To be done: Locate each line in the records below that contains the string "blue", matching case exactly, and copy every such line.

(Entries from a pointing dataset)
▼

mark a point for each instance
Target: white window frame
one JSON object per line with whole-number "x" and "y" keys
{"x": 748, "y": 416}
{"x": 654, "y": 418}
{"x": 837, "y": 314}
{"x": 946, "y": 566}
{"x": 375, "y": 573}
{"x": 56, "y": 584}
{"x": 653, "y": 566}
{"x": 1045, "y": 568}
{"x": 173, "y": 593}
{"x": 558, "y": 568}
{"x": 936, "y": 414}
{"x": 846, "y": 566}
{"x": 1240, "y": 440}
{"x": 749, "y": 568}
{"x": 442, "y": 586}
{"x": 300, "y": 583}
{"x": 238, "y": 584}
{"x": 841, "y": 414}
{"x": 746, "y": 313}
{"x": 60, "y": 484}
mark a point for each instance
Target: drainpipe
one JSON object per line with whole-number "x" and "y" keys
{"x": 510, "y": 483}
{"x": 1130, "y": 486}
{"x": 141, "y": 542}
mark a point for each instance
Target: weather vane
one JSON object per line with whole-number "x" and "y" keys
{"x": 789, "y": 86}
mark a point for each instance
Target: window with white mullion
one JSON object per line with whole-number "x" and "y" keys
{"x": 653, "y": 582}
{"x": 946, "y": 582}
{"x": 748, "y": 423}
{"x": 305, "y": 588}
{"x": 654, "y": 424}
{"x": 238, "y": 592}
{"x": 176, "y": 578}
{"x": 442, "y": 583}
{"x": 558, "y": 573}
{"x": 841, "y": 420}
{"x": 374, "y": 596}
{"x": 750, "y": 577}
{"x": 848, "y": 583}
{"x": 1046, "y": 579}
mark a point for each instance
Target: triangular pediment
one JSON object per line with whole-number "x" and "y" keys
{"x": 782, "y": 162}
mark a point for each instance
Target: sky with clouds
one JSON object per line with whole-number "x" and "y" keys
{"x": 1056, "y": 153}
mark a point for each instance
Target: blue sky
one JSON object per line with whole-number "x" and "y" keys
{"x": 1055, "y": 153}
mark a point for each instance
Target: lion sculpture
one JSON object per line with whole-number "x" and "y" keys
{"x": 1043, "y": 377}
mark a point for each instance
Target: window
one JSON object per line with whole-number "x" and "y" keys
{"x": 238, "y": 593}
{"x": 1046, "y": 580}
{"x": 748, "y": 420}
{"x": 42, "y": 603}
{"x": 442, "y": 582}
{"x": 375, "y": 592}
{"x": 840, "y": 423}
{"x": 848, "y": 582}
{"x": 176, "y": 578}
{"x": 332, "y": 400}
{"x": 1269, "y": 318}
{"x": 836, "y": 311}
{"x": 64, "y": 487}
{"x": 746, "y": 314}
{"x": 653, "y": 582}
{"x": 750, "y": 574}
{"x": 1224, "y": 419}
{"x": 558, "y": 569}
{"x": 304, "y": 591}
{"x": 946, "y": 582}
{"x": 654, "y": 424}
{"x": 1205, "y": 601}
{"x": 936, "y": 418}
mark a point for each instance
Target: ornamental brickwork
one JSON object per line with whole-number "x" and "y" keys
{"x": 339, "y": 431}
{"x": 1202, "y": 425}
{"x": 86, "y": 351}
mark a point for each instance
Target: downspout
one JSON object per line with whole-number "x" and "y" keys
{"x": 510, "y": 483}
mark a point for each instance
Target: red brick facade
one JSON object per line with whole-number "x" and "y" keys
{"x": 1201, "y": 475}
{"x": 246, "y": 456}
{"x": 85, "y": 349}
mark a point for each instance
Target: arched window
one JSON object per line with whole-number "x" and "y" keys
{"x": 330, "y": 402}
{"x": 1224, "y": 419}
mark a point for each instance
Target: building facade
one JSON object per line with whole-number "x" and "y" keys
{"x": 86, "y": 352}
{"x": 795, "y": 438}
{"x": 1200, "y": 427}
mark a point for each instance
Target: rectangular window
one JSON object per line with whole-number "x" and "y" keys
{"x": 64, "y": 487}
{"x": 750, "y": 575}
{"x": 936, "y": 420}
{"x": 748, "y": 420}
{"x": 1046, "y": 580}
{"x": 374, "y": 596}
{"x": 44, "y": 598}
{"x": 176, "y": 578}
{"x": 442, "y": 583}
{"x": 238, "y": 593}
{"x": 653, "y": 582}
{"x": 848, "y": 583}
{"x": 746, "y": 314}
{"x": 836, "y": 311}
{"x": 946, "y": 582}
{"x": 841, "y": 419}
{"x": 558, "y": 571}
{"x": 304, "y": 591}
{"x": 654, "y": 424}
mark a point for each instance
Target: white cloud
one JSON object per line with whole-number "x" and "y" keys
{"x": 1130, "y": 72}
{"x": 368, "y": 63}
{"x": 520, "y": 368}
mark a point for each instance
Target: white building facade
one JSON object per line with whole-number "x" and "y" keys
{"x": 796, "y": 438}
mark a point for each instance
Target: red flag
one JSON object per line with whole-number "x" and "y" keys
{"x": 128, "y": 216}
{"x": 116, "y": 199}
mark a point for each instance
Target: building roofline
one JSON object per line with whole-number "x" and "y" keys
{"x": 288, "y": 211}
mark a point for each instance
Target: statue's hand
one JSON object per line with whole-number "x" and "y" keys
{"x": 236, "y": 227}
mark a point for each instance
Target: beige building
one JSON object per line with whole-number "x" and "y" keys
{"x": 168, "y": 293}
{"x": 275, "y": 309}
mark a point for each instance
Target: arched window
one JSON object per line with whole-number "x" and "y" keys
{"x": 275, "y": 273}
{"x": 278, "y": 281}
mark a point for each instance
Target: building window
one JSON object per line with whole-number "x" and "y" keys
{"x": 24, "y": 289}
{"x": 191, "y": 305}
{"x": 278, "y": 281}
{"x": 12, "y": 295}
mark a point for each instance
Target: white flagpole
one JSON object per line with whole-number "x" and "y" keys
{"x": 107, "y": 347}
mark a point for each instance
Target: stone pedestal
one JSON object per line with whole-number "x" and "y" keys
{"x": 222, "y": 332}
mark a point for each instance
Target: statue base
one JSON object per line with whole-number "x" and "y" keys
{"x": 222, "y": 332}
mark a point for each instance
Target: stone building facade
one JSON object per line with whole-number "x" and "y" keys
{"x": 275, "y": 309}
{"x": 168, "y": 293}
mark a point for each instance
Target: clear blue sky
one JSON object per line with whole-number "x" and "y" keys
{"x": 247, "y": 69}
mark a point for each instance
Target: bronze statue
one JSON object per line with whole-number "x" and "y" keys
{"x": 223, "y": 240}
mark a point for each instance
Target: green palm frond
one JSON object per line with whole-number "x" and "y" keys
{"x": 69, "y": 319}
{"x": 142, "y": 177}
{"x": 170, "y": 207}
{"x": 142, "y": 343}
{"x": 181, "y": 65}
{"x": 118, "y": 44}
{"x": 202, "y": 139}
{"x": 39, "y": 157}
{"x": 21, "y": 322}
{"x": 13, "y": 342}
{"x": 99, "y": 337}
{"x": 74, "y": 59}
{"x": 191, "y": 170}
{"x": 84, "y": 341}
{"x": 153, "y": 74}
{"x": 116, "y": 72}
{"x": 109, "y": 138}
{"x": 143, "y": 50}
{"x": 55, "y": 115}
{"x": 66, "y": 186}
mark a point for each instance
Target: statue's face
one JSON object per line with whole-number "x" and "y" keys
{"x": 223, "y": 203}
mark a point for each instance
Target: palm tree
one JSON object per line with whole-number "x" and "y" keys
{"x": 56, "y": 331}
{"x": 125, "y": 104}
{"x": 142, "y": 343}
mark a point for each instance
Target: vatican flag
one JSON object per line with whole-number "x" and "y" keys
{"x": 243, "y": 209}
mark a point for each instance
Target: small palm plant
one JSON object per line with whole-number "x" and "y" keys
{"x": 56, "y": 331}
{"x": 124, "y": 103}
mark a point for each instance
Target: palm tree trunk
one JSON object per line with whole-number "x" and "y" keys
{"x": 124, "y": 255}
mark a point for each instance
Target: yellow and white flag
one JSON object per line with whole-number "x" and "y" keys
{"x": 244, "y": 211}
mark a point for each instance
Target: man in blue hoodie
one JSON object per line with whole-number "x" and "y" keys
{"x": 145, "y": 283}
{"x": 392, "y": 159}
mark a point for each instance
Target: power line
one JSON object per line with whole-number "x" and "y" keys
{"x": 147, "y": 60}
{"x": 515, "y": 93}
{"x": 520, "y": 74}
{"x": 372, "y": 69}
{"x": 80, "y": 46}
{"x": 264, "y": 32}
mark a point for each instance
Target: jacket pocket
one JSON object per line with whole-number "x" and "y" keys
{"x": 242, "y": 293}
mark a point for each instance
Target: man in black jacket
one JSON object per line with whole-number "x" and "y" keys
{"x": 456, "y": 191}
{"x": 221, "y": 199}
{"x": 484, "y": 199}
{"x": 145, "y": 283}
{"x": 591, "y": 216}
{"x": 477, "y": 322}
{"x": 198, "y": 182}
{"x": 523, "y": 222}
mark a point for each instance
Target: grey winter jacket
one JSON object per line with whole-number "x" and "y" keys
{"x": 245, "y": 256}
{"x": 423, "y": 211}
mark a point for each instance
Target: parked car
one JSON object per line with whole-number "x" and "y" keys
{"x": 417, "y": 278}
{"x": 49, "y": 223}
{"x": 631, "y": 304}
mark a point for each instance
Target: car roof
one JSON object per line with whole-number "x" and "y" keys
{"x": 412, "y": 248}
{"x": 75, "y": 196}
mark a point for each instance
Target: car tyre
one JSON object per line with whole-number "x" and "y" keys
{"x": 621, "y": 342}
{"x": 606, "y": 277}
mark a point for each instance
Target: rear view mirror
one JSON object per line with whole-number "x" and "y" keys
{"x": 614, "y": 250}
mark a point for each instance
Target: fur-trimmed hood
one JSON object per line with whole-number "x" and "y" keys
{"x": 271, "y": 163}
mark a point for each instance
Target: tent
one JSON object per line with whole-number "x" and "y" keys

▲

Full output:
Target: blue sky
Target: clear blue sky
Target: man in blue hoodie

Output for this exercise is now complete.